▶ **Activity**: Start at the top of the records below and copy them exactly to the end.

Records from a collection
.....

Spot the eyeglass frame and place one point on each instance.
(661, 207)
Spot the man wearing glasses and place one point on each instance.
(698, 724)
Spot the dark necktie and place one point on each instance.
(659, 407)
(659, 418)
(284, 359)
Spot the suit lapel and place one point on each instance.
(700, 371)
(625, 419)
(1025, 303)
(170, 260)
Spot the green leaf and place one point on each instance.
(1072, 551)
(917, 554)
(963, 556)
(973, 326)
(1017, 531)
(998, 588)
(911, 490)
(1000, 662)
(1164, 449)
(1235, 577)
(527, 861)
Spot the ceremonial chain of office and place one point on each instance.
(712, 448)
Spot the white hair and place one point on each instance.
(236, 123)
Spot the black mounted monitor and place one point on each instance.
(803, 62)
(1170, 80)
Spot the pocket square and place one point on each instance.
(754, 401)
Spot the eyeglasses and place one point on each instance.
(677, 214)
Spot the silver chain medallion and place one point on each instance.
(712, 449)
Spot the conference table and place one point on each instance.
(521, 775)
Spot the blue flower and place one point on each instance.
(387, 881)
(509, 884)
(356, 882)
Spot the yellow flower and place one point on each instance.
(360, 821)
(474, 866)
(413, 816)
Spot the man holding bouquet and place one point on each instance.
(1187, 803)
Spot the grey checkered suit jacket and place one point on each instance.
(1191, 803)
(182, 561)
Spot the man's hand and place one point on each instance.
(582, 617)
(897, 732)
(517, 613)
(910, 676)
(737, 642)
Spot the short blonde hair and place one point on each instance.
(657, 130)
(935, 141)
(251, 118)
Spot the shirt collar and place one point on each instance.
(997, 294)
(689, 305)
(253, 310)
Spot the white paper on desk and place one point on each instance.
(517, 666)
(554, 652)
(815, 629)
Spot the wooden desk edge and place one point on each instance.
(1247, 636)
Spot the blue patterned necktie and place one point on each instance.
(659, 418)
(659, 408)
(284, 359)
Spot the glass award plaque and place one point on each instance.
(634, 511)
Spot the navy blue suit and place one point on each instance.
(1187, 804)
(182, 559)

.....

▶ **Answer box**:
Spot the eyeglass frame and place one point on each instance.
(661, 207)
Spot the man wearing glasses and place one point on each instance.
(698, 724)
Spot the dark necktie and place one point on each instance.
(659, 407)
(659, 418)
(284, 359)
Spot the suit lapel and place one point on each instance.
(700, 371)
(625, 419)
(1025, 303)
(170, 260)
Spot the green leaf and place one point on each instance.
(1072, 551)
(917, 554)
(963, 556)
(973, 326)
(1017, 531)
(998, 588)
(911, 490)
(1000, 662)
(1164, 449)
(1235, 577)
(527, 861)
Spot the ceremonial chain of office and place one point on each instance.
(712, 448)
Spot the white hair and place one point on each instance.
(236, 123)
Spot the black mounted monitor and place one point on each instance.
(803, 62)
(1170, 80)
Spot the pocket square and place one point on each instance.
(754, 401)
Spot the eyeglasses and place one point on each instance.
(677, 214)
Spot the silver chain medallion and place one point on each instance.
(712, 449)
Spot the conference table and place one point on each instance.
(521, 775)
Spot the blue flower and place one point on each instance.
(387, 881)
(509, 884)
(356, 882)
Spot the yellow flower and place one point on each instance.
(360, 821)
(474, 866)
(413, 816)
Spot the man holding bouquet and place one point on each instance.
(1187, 803)
Spot the grey checkered suit jacket and place one point on each instance.
(1191, 803)
(182, 561)
Spot the man's hand and place one point on each instance.
(582, 617)
(897, 732)
(517, 613)
(910, 676)
(737, 642)
Spot the short blonde hair and place one point on each instance.
(657, 130)
(935, 141)
(251, 118)
Spot the shirt collar and place one point on each instance.
(997, 294)
(689, 305)
(253, 310)
Spot the white paper on desk and place one point on each instance.
(517, 666)
(554, 652)
(815, 629)
Spot the wooden desk edge and place one point on each instance.
(1247, 636)
Spot the blue patterned necktie and place one point on each instance.
(659, 418)
(659, 408)
(284, 359)
Spot the glass award plaque and place one point on each instance.
(634, 511)
Spot the navy blue suit and place one point on each instance.
(1187, 804)
(182, 559)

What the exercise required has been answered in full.